:: RECORDED DATA ::

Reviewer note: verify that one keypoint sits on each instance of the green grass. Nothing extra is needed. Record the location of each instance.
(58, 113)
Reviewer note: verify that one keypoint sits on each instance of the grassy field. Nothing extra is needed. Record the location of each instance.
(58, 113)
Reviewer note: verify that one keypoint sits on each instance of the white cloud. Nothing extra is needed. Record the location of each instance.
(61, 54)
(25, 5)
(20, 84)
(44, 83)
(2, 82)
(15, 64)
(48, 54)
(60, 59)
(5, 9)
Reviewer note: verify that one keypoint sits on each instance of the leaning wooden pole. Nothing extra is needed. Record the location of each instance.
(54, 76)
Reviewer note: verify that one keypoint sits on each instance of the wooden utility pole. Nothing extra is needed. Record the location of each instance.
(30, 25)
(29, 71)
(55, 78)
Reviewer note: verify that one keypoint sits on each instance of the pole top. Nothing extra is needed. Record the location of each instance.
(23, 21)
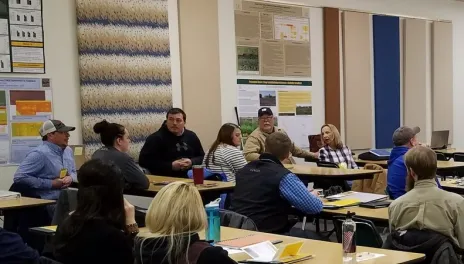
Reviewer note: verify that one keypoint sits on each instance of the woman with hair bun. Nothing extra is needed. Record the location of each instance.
(115, 139)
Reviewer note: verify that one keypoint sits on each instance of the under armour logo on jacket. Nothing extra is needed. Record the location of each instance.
(180, 147)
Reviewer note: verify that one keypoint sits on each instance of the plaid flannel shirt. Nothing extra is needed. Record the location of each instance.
(337, 156)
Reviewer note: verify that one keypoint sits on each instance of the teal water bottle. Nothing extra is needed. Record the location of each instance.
(213, 230)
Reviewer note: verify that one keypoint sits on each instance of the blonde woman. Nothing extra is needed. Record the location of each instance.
(334, 150)
(175, 217)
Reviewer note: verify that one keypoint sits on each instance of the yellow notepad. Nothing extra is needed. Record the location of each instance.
(342, 203)
(265, 252)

:::

== GOAL ==
Strip the images and reproduce the remaining records precisely.

== FULL OUTPUT ==
Reviewer note: verify that one keypoint sits on each instance of the green grass. Nothing extra is needed. Record the location of each instance.
(58, 113)
Reviewer note: verify that one keypoint sits on each instance of the grassy field. Nothing extra is needed. Record the location of each instance.
(58, 113)
Reviewer note: verify that one keypoint sits on each instance of the white cloud. Nothing extra is needed. Record the location of each instance.
(61, 54)
(25, 5)
(20, 84)
(44, 83)
(2, 82)
(15, 64)
(48, 54)
(60, 59)
(5, 9)
Reviewer note: verify that one keypoint sits on each instance of the leaning wooden pole. Nothing extra is needed. Record the location of each instance.
(54, 76)
Reviewer note: verify that one keypoint sits on each instance of the wooden utility pole. Nothing extra is needed. Record the location of each instance.
(30, 25)
(29, 71)
(55, 78)
Reviewer note: verify that one keypoint sits on each instance of the pole top. Nothing extra is needed. Record the location of each instance.
(23, 21)
Reviewer note: verify that one keypoint sits on each instance of the woman with hair bun. Nothing extra is needed. Record the location of each instance.
(115, 139)
Reviewer note: verify that one keypoint sits on each instance of the under armour logo on jacket. Nothing extra is needed. Record the location of each instance.
(180, 147)
Reviewer note: verify that one keypoint sits on each instance of the plaid flannel shirt. Nothing extra is needed. Record the location of each instance.
(337, 156)
Reviewer note: verify that one keypoint sits on each instance of the teal water bottle. Nothing extra is needed. Record the location of each instance.
(213, 230)
Reviewer note: verify that one keypoint sits on each instance of the blonde woman. Nothing extra is needed. Record the location of each instance.
(334, 150)
(175, 217)
Reviewer note: verify that one keypoint sits on each instance of the yellow notepad. Nothing extra is needed. Record the location of each instance.
(342, 203)
(265, 252)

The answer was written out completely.